** start of Given information **
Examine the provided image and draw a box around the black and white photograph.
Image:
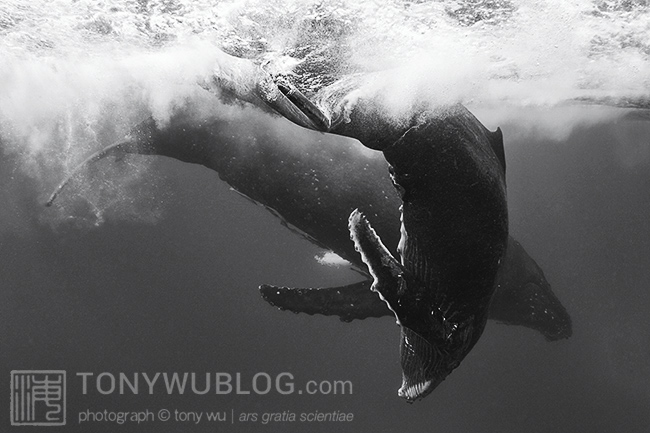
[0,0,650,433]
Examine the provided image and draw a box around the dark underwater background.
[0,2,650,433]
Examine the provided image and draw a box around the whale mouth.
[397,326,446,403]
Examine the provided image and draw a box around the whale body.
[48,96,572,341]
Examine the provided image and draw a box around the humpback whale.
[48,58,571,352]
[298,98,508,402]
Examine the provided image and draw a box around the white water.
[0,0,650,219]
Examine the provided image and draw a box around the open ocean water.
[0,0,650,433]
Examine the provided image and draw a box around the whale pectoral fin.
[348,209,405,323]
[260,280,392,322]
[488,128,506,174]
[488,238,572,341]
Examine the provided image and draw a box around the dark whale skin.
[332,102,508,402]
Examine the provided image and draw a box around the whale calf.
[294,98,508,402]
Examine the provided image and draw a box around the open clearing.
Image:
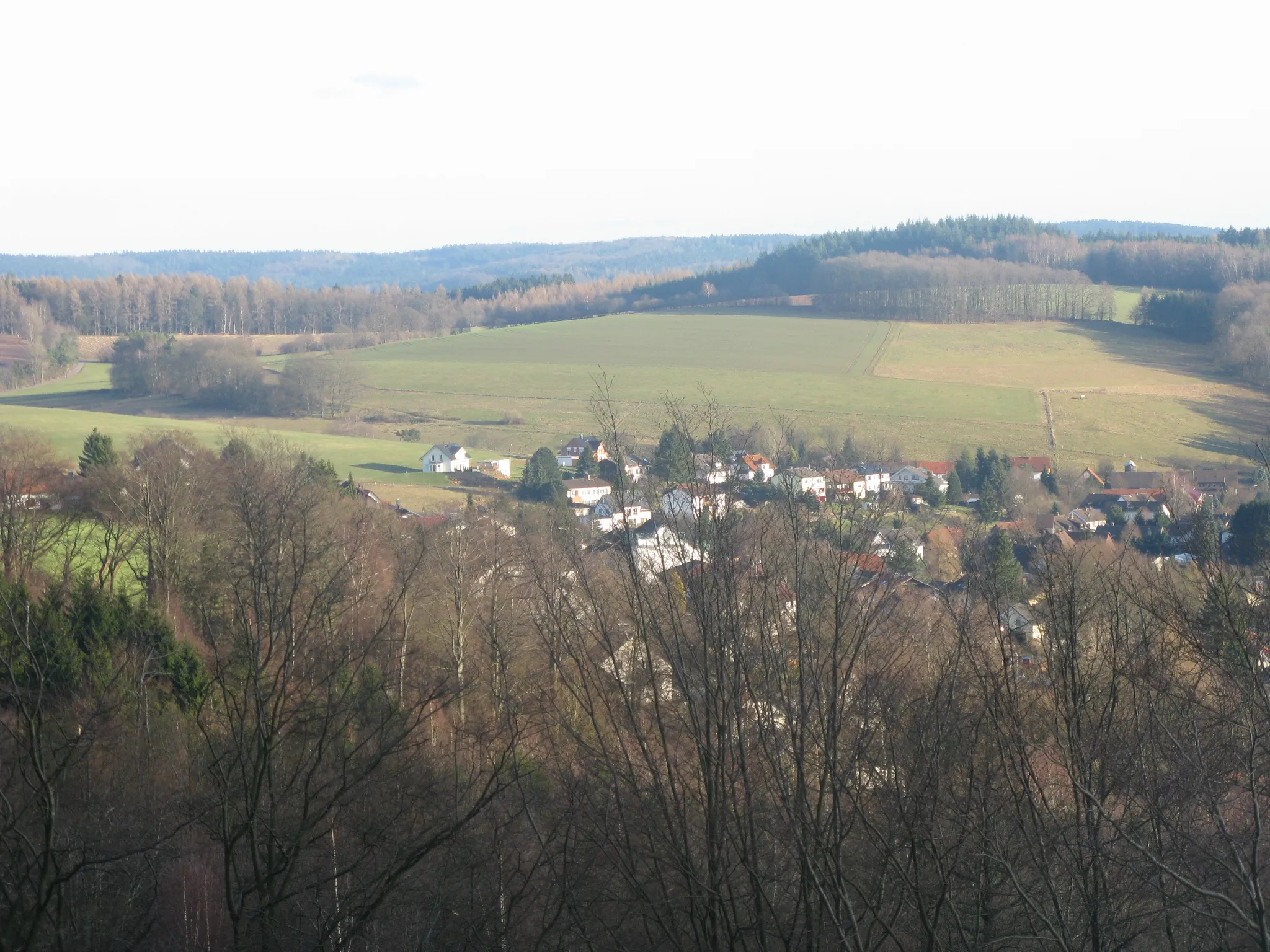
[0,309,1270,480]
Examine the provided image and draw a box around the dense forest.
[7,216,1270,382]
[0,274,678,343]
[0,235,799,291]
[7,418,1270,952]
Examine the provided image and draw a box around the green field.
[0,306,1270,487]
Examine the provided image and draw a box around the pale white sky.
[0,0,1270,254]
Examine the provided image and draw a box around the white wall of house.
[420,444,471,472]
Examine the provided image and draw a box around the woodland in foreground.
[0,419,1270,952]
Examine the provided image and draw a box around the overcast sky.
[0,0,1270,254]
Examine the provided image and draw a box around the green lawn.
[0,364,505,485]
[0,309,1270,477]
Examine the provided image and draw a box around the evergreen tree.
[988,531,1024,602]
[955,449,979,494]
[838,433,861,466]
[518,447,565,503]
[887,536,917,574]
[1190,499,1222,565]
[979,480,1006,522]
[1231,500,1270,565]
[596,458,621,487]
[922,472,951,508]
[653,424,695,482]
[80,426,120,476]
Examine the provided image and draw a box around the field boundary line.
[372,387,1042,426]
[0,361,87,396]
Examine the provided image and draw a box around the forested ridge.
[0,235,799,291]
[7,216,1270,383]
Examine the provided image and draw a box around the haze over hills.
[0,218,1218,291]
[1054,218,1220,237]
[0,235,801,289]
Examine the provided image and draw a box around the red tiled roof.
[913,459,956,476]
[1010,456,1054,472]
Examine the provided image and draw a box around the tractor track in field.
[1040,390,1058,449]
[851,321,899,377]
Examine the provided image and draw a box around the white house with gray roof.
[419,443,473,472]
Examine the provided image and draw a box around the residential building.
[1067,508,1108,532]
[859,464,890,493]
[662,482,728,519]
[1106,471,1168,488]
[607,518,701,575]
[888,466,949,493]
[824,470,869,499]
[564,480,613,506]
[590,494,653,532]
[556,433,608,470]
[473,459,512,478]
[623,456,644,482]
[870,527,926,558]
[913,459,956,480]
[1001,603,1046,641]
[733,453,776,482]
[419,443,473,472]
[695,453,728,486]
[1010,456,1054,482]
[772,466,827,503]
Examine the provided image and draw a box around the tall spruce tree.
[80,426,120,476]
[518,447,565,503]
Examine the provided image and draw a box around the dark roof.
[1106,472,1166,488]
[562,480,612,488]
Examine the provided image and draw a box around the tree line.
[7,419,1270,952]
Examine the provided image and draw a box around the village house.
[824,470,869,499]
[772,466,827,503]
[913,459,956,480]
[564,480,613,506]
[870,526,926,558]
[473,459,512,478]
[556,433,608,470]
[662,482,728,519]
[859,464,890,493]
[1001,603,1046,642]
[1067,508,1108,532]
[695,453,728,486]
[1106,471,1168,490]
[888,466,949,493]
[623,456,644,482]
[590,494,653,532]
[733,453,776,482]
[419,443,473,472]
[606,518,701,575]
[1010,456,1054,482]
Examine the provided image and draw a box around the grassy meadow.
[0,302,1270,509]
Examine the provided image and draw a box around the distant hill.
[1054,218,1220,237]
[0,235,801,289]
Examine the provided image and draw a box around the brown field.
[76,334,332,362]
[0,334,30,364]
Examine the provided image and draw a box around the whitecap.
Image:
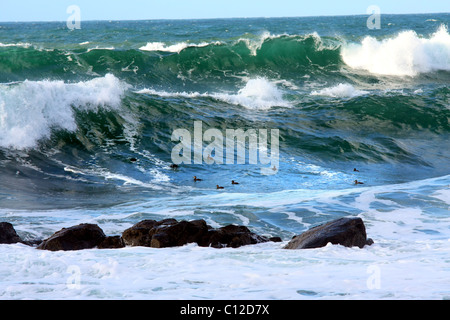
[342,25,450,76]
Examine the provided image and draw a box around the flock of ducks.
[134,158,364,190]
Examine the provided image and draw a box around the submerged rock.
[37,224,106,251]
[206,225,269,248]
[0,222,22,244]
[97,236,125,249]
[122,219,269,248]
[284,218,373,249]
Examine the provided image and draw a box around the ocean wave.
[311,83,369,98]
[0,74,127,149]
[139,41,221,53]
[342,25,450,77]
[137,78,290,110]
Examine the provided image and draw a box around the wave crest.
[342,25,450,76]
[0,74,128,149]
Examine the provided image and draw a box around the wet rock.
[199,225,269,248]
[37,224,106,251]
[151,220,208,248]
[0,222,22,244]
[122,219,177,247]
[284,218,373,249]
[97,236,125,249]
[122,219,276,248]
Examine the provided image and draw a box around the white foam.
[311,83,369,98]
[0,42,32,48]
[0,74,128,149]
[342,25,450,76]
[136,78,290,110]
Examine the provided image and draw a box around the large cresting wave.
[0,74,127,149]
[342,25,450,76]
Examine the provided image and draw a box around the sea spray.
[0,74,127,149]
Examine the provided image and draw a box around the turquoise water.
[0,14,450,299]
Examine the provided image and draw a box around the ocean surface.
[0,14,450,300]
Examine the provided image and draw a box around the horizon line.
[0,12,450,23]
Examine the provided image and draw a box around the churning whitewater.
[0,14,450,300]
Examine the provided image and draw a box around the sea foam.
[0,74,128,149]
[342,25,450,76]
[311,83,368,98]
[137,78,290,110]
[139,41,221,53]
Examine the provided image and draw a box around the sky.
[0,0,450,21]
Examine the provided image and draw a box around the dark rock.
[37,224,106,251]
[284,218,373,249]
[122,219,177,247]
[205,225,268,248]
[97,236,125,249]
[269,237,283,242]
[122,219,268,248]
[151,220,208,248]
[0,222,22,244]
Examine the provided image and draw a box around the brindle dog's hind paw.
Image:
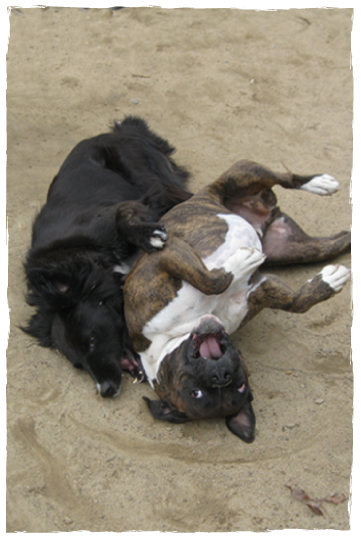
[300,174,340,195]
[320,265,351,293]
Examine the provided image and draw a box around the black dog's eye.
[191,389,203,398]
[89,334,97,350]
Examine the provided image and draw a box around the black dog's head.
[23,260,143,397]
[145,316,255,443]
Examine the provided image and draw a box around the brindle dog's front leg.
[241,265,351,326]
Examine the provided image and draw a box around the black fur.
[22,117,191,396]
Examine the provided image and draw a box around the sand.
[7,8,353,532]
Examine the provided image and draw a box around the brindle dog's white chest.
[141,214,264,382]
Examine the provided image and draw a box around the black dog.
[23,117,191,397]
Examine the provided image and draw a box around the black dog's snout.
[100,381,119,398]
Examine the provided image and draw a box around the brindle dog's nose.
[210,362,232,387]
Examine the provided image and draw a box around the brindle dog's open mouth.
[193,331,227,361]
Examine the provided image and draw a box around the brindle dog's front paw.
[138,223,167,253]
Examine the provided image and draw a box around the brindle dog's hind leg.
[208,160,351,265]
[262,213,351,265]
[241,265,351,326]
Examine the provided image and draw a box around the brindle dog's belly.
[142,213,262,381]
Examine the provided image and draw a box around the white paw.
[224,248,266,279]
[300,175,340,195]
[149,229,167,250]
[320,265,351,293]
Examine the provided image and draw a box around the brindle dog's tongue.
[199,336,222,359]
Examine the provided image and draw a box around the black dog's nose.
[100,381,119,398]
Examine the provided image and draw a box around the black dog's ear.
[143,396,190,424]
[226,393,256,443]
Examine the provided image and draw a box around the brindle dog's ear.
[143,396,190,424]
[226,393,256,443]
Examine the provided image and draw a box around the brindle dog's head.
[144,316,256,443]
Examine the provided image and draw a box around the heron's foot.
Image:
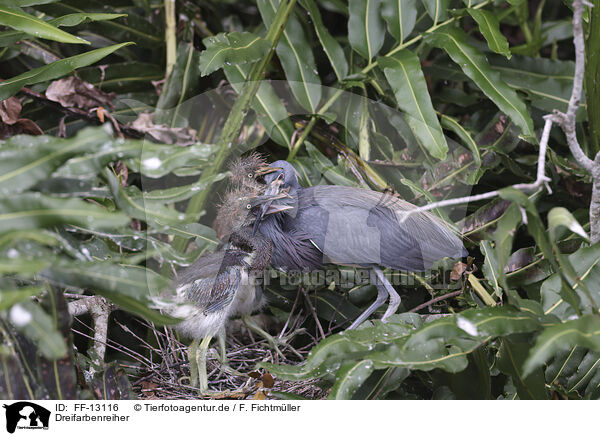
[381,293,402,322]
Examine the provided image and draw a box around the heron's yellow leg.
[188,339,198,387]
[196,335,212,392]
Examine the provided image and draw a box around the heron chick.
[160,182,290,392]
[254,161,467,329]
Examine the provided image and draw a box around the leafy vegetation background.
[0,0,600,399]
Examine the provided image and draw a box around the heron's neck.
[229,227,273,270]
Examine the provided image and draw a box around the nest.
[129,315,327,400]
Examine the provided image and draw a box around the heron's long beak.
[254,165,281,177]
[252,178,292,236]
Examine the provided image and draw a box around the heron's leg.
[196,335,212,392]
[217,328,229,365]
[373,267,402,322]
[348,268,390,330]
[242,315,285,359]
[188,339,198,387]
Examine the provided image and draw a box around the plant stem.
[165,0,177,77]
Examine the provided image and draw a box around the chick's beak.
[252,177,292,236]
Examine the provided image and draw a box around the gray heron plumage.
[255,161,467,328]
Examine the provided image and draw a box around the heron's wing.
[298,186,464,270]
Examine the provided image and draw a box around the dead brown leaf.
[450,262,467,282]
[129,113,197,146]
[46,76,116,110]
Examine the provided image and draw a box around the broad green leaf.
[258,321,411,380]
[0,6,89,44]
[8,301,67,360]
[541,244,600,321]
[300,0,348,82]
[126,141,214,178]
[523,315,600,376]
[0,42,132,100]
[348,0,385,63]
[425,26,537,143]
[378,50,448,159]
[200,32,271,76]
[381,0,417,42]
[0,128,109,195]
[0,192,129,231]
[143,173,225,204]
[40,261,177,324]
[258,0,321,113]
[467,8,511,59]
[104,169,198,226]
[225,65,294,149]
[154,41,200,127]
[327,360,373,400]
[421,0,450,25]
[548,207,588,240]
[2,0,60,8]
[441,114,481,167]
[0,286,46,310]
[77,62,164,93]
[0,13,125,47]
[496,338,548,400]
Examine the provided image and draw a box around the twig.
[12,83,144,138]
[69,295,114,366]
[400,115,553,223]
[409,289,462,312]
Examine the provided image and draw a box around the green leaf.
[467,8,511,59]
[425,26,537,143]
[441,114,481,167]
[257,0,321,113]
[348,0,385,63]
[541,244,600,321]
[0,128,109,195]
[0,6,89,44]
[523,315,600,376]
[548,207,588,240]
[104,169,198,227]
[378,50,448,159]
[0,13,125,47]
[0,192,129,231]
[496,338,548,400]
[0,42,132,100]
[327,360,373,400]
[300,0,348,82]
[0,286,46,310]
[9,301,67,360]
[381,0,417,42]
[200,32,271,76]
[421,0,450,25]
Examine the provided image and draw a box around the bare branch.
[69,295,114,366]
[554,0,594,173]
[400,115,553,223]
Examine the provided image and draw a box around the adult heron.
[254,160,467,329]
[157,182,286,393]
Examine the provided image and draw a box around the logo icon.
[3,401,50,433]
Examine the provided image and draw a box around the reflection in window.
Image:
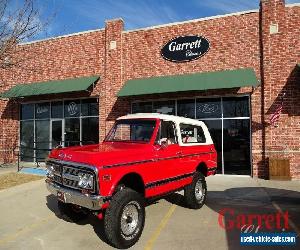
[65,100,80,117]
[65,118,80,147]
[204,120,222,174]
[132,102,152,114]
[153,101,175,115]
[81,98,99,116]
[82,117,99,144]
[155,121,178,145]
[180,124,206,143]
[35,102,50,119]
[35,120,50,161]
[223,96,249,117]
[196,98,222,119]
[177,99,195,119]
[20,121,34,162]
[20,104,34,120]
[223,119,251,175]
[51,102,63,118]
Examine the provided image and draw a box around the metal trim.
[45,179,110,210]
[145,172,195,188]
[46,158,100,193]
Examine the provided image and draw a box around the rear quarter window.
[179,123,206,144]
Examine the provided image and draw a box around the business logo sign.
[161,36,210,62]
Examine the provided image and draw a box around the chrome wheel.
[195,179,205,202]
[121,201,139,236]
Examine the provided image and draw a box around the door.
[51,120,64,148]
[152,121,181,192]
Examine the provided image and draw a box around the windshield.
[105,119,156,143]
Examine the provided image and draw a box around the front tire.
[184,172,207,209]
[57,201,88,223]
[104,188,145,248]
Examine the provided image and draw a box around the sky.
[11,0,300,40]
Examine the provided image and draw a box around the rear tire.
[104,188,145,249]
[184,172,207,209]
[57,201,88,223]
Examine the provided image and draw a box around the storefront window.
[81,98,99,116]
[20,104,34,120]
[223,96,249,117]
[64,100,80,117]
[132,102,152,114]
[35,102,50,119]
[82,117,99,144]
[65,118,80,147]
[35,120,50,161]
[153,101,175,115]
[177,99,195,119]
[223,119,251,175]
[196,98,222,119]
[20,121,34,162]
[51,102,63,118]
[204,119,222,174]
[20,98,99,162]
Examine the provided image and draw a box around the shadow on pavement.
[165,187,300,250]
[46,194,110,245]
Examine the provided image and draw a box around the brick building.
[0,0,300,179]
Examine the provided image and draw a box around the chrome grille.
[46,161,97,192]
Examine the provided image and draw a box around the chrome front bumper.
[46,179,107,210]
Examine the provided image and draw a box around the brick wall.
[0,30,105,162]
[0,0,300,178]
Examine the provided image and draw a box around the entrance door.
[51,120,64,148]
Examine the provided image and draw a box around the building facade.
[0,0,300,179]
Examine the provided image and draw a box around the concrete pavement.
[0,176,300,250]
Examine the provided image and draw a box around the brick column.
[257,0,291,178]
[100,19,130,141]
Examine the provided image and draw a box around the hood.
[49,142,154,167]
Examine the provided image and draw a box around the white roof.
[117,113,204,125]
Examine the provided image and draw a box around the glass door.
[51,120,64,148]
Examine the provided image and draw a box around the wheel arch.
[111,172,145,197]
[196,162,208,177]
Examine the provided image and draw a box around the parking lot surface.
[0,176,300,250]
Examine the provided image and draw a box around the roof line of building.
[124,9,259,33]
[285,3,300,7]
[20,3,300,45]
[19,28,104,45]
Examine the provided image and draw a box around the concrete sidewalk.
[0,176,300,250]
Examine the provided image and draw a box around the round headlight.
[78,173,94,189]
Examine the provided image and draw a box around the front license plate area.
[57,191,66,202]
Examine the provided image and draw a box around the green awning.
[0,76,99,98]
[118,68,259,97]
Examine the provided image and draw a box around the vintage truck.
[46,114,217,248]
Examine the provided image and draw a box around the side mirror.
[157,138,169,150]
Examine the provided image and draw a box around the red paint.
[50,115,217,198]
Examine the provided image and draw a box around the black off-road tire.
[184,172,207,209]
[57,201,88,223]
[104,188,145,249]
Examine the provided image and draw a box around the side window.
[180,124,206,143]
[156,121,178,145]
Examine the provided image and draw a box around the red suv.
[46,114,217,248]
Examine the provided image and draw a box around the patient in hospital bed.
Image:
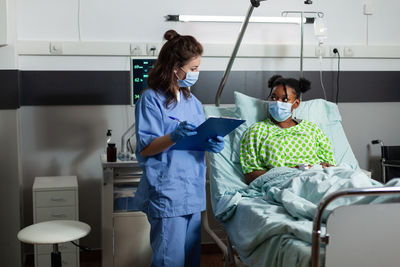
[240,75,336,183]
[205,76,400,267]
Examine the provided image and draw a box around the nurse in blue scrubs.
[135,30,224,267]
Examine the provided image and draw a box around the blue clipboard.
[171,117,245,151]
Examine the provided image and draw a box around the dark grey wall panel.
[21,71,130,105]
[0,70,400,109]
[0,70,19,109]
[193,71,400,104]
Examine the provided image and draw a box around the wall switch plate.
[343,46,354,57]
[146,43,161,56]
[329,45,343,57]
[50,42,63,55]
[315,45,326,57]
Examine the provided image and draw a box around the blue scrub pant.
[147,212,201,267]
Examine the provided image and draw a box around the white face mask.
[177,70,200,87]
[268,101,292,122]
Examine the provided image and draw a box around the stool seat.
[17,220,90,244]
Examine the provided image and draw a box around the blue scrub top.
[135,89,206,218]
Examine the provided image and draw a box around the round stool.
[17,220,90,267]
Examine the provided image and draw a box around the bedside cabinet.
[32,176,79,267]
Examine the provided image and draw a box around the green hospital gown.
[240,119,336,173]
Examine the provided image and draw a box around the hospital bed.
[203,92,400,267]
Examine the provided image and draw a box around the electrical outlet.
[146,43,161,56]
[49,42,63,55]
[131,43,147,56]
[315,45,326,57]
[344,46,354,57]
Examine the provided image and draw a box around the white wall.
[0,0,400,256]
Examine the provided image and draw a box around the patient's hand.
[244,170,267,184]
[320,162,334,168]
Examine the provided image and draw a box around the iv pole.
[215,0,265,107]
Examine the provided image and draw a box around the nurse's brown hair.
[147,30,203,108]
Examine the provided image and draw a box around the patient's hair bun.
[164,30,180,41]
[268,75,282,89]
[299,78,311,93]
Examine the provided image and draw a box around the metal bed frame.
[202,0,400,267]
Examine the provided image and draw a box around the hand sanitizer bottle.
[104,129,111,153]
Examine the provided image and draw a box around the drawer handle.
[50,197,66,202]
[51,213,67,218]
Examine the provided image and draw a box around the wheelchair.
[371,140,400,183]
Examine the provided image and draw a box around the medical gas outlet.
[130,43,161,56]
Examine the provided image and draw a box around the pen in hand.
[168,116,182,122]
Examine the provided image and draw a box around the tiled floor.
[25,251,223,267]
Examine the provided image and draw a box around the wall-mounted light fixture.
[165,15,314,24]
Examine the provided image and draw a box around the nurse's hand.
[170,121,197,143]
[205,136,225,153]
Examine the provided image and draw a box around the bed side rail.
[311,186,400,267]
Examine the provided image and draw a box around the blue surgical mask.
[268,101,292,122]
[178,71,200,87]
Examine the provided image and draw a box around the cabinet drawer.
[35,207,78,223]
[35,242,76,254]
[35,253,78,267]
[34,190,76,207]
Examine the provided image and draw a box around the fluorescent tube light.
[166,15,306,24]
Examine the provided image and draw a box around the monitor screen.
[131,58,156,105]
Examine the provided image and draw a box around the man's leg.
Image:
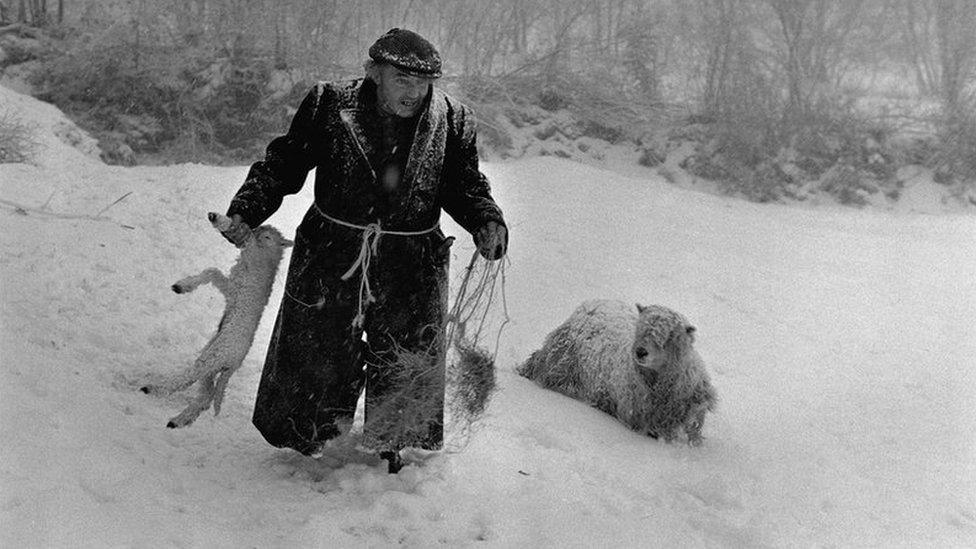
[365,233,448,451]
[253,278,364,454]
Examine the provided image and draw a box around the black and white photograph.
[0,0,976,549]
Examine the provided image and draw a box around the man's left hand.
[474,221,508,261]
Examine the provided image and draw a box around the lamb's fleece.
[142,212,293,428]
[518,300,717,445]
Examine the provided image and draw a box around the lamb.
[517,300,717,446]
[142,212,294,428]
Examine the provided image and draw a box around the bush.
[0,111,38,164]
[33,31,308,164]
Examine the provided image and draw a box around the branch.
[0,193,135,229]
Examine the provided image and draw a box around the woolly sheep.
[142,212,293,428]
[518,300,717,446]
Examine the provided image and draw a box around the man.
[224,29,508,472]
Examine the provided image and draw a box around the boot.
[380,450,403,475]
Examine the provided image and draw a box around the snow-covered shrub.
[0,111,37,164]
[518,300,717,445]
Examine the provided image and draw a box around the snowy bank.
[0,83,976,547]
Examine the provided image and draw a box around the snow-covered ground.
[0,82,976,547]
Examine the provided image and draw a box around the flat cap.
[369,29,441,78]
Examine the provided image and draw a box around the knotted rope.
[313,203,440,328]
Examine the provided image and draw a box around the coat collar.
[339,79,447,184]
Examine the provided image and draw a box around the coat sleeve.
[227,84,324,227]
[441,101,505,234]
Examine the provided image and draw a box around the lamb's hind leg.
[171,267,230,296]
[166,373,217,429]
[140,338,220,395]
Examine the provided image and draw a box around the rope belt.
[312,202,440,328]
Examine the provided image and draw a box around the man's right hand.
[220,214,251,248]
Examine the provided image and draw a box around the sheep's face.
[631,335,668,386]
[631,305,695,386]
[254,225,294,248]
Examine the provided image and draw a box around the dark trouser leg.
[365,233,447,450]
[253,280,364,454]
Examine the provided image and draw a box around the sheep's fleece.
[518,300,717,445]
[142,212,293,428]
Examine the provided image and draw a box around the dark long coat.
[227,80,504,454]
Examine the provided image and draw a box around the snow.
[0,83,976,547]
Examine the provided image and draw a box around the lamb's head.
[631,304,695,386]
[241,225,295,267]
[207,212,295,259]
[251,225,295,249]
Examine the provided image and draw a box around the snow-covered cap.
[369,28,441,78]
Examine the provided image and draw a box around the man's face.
** end of Given information **
(Problem requirements) Can you express the listing, covering everything from the line containing "the snow-covered shrub." down to the line containing "[140,338,220,395]", as a two-column CSV with the headers "request" and "answer"? Use one row per request, with each field quoted and any line breaks inside it replaced by spaces.

(Complete response)
request,answer
"Examine the provided image and draw a box around the snow-covered shrub.","[0,111,37,164] [518,300,717,445]"
"Examine the provided image and draw a box around the snowy bank.","[0,83,976,547]"
"Examine the provided image and draw a box around the snow-covered ground.","[0,82,976,547]"
"Examine the provided image and draw a box around the flat cap.","[369,29,441,78]"
"Examine the provided image and draw a box around the knotted rope.","[313,203,440,328]"
"Examine the provided image and draw a box around the coat collar.","[339,79,447,184]"
"Examine the provided image and draw a box around the coat sleeve.","[227,84,324,227] [441,101,505,234]"
"Examine the provided image and draw a box around the lamb's hind leg.","[171,267,230,296] [166,373,217,429] [140,338,220,395]"